## Tarefa a realizar
De acordo com o texto de estudo, além de uma metáfora, o que é ensinar a ver o “copo meio cheio”?

## Texto de estudo
===============
Num momento em que a informação nunca foi tão acessível, as crianças absorvem o lado mais duro do mundo, sem filtros nem pausas. Cabe-nos a nós filtrar essa realidade e proporcionar-lhes ferramentas para a compreenderem. Ensinar a ver o “copo meio cheio” é mais do que uma metáfora, é um ato de cuidado e esperança, para proteger a saúde mental infantil.
Ligamos a televisão e vemos imagens de guerras e conflitos, com cidades destruídas e milhares de vidas em risco. Os miúdos veem, nós também. Mudamos de canal e assistimos a um episódio de violência doméstica. Os miúdos veem, nós também. Insistimos em procurar notícias mais leves e positivas, mas deparamo-nos com bombeiros exaustos, depois de horas intermináveis a tentar salvar famílias que, de um momento para o outro, perderam tudo. Os miúdos veem, nós também. Continuamos a saltar de canal em canal, em busca de algo positivo, e damos por nós a assistir a mais uma tragédia, sem saber como reagir a uma realidade que já não é ficção. Os miúdos veem, nós também.
===============
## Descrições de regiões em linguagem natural
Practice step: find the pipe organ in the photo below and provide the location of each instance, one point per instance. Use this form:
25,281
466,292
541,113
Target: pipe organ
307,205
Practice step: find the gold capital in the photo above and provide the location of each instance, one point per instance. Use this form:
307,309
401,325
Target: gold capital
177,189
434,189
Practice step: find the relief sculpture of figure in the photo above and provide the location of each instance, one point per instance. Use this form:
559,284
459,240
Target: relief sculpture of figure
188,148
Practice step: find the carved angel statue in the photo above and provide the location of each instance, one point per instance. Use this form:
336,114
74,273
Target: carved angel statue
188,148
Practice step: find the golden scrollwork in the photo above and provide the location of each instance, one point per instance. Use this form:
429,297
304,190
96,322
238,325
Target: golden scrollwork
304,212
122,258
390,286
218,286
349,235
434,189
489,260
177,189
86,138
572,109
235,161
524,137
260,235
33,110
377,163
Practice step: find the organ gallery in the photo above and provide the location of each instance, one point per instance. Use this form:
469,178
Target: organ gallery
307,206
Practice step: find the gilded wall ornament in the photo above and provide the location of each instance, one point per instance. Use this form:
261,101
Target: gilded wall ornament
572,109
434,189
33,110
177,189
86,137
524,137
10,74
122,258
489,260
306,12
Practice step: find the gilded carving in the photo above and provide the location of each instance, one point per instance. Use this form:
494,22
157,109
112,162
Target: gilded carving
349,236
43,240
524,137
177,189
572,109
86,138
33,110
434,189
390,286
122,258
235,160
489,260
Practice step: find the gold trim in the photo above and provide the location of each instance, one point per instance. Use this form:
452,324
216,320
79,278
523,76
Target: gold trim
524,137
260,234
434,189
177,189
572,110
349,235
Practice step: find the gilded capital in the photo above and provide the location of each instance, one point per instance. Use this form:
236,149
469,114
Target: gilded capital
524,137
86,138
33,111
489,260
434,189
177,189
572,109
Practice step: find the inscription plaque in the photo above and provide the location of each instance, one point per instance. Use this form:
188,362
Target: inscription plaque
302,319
===============
## Resultado do exercício
É um ato de cuidado e esperança, para proteger a saúde mental infantil.